● Text extract
======
“We are all travelers in the wilderness of this world, and the best we can find in our travels is an honest friend.” — Robert Louis Stevenson
Rose Trellis is one of the most creative, talented and outrageously funny people I know; imagine if Jim Henson and Phyllis Diller’s love child ran off and joined the circus. We were roommates in the ’80s, living in Phoenix. I was a long-haired rock n roll musician and she was a clown/puppeteer/drag queen. I chased my dreams to Los Angeles eventually and she followed hers to Las Vegas. Last I heard she was working the Boylesque shows at the Silver Slipper with Kenny Kerr. I heard she had a problem with meth, too. Then we lost touch – she fell off the planet. That was 25 years ago.
Back in the day, before moving to L.A., I was an aspiring keyboardist sleeping on a gal pal’s couch. Her name was Gaye. Rose had a friend named Joel and, through a series of events, the two met. At first, Gaye thought Joel was gay because he was Rose’s close friend, but he wasn’t. Long story short, Gaye and Joel were married, moved to Henderson, Nev., and raised two wonderful children. Gaye and I through the years often pondered what happened to Rose. “Should we hire a private detective and find her?” Gaye wondered. Then Facebook was invented; Rose was alive and well and living in Seattle. We reunited in Las Vegas in 2009, renewed our friendship and have remained close ever since.
Gaye and Joel, recent empty nesters, thought they’d “adopt” Rose, provide a temporary home and help prepare her for retirement. Joel thinks there’s a chance Rose could land a job as a teacher’s assistant. The move was supposed to occur during the spring or summer, but Rose was fired on Christmas from the designer botanical company where she’d worked for eight years – think hostile work environment, think retaliation, and plans changed. (“I’d sue the bastards,” I said. “I’m not like that,” Rose replied). Rose, age 53, without a driver’s license, needed to pack up and move. Me, with nothing better to do and always ready for an adventure, said, “I’ll drive.” And drive I did. More than 1,200 miles over 18 hours in three days. Piloting a 16-foot long truck from Seattle to Las Vegas. The things we do for friends.
The day of departure began with frost on the windshield and blustery foreboding clouds. A winter storm was rolling in and we had to make tracks if we wanted to stay ahead of the impending maelstrom. My intent was to get as far south and east as possible the first day, and our destination was seven and a half hours away in Klamath Falls, Ore. There’s a six mile stretch of road through the Willamette Pass Summit that worried me. A potentially dangerous stretch of slushy roads and icy patches we had to traverse before darkness fell and temperatures dropped. We merged onto Interstate 5 South at sunrise. A rainbow, a potent omen, peeked over our shoulder.
We only stopped as needed to refuel and stretch our legs and those of our companion, an adorable 8-year-old Maltese/wheaten terrier mix; perched with his paws on the dash, his nose in the windshield, alert for anything coming down the road. “Bare was a man magnet” Rose reminisced. “They’d say, ‘Oh, your dog is so cute’, and I’d say, ‘Yes he is, and his name is Bare. As in naked.’”
======
● Data records
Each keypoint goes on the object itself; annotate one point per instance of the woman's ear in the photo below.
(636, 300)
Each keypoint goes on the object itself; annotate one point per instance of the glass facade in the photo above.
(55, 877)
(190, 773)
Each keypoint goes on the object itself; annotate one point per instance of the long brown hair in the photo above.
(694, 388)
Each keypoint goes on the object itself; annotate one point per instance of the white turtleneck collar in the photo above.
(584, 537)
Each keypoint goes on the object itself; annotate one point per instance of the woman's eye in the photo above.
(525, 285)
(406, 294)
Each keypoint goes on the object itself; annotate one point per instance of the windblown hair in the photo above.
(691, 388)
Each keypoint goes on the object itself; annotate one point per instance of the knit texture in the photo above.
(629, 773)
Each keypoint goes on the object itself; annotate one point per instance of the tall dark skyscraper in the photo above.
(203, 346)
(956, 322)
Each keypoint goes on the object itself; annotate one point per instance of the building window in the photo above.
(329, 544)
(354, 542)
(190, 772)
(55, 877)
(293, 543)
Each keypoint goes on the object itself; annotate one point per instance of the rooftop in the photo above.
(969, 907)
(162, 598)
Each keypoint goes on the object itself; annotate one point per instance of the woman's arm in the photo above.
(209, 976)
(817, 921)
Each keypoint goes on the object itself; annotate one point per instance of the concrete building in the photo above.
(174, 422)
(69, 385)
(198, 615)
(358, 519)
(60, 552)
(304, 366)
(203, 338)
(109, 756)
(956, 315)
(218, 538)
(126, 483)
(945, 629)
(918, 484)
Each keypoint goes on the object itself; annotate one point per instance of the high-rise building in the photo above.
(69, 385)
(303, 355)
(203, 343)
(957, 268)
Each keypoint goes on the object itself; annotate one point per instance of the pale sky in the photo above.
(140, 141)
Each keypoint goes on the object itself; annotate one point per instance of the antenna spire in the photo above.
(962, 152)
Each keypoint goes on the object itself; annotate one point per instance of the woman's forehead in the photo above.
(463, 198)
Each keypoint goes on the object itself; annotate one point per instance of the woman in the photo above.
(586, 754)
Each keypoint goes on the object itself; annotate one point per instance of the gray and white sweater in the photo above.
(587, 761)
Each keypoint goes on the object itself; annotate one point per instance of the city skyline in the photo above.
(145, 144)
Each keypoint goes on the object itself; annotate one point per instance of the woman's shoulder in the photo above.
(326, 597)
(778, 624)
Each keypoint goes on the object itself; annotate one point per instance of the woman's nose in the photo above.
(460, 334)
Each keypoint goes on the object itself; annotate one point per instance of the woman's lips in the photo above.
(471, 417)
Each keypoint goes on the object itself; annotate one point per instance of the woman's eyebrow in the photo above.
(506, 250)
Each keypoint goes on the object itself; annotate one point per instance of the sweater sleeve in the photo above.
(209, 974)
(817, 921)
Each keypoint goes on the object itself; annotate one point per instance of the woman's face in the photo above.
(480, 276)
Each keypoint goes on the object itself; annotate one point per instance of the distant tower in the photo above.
======
● Required task 1
Reproduce the essay word for word from "The day of departure" to "over our shoulder.".
● Required task 2
In the essay, how long had Rose worked at the designer botanical company before she was fired?
You can set the entries aside; they aren't needed here.

● Full answer 1
The day of departure began with frost on the windshield and blustery foreboding clouds. A winter storm was rolling in and we had to make tracks if we wanted to stay ahead of the impending maelstrom. My intent was to get as far south and east as possible the first day, and our destination was seven and a half hours away in Klamath Falls, Ore. There’s a six mile stretch of road through the Willamette Pass Summit that worried me. A potentially dangerous stretch of slushy roads and icy patches we had to traverse before darkness fell and temperatures dropped. We merged onto Interstate 5 South at sunrise. A rainbow, a potent omen, peeked over our shoulder.

● Full answer 2
Eight years.